**Work order:** An exact copy of all the data is required, with pictures left out.

□ □ □

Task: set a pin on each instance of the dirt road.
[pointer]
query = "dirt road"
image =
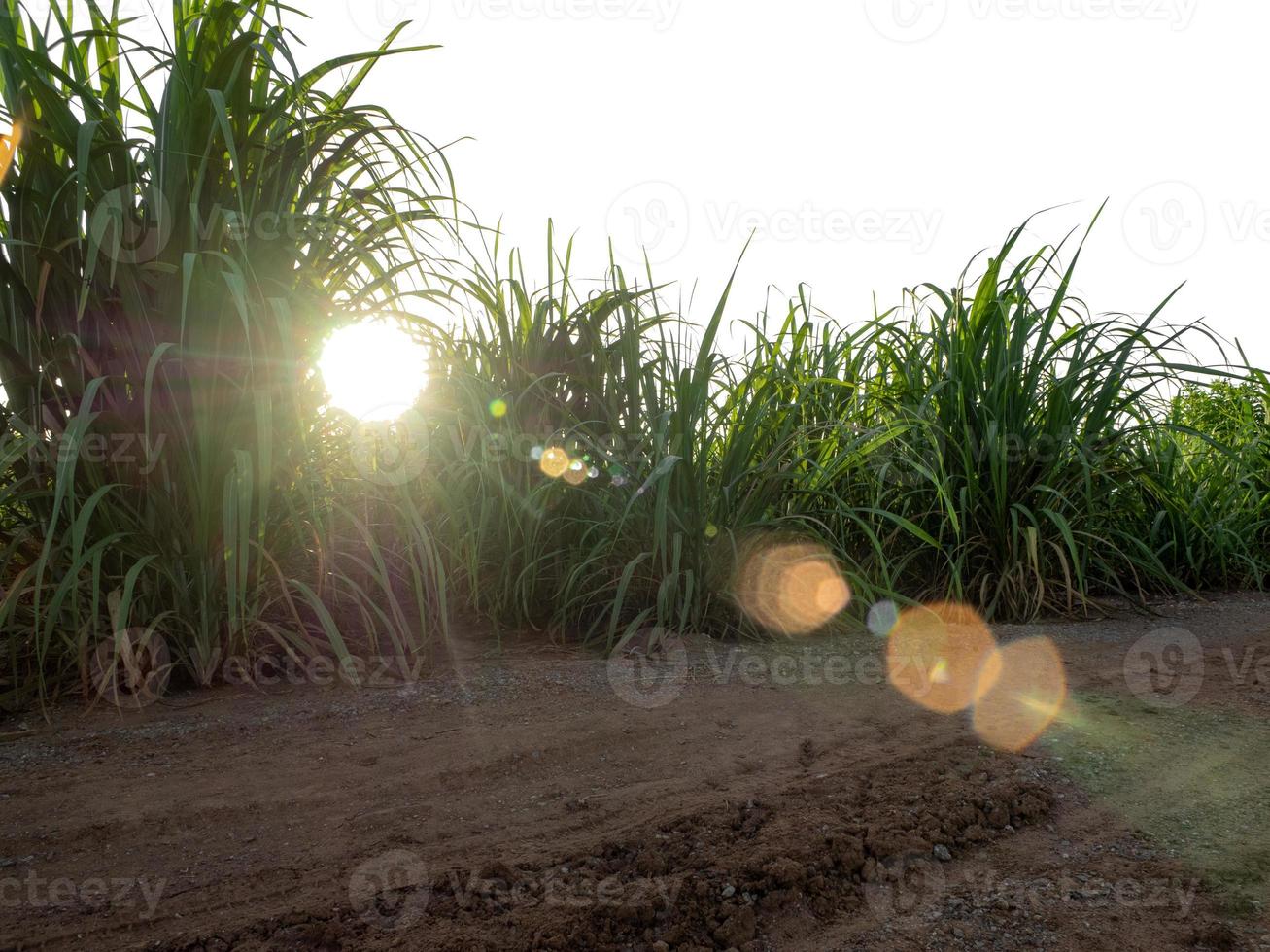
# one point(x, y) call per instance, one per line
point(762, 798)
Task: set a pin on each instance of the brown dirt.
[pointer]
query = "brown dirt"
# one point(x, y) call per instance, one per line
point(517, 801)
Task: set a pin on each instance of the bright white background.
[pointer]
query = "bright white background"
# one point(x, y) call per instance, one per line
point(874, 144)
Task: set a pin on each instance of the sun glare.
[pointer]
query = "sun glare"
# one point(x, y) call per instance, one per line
point(373, 371)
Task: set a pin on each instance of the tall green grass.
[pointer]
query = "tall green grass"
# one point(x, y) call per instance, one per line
point(186, 224)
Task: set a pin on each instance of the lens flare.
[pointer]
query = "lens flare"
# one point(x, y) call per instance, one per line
point(791, 588)
point(554, 462)
point(9, 149)
point(1022, 695)
point(373, 371)
point(936, 654)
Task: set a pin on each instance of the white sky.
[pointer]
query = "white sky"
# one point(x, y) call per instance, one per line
point(874, 144)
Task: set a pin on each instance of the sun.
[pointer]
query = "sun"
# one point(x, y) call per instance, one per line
point(373, 369)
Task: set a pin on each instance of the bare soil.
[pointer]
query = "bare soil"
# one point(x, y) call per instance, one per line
point(758, 798)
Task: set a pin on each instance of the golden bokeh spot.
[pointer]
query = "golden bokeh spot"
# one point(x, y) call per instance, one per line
point(554, 462)
point(1025, 696)
point(791, 588)
point(9, 149)
point(936, 654)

□ □ □

**Task result:**
Task: set a pin on each instance of the dirt road.
[pointer]
query = "dirt road"
image =
# one point(x, y) call per instance, one per line
point(762, 798)
Task: set a pin on each instance of the brown dirt.
[pointer]
query = "brown dirt"
# one point(x, y) call per instance, one per line
point(517, 801)
Task: set a pin on each instance of the bright white background.
[pointer]
query = "bright white background"
# one point(x, y) call per instance, one per line
point(874, 144)
Task: set a pin on each instance of the sun glare.
[pointer]
query = "sun glare"
# one point(x, y) call per instance, one per line
point(373, 371)
Task: set a pin on each instance of the tall green grass.
[pointer]
query = "tall green grass"
# one point(x, y) call per instance, one per line
point(186, 224)
Task: set a pin on each instance of the lens flare.
[pointer]
query = "lens flare"
# one point(x, y) call per instance, one per line
point(791, 588)
point(554, 462)
point(9, 149)
point(1022, 695)
point(373, 371)
point(936, 654)
Task: set a pin on each instance of the white sky.
[pointer]
query = "white sky"
# one point(x, y) call per instance, one per line
point(874, 144)
Task: set a pin on each instance of the sun.
[pointer]
query = "sun"
# one point(x, y) call per instance, one per line
point(373, 369)
Task: set a pin on each instance of the bare soil.
[pointer]
query = "bare soil"
# one point(x, y) call per instance, one per line
point(758, 798)
Task: set a pin on each instance of the golden bokeh spot.
[pointer]
query = "golden bokeh spot"
# one point(x, y) call per instance, one per line
point(554, 462)
point(1025, 696)
point(791, 588)
point(9, 149)
point(936, 654)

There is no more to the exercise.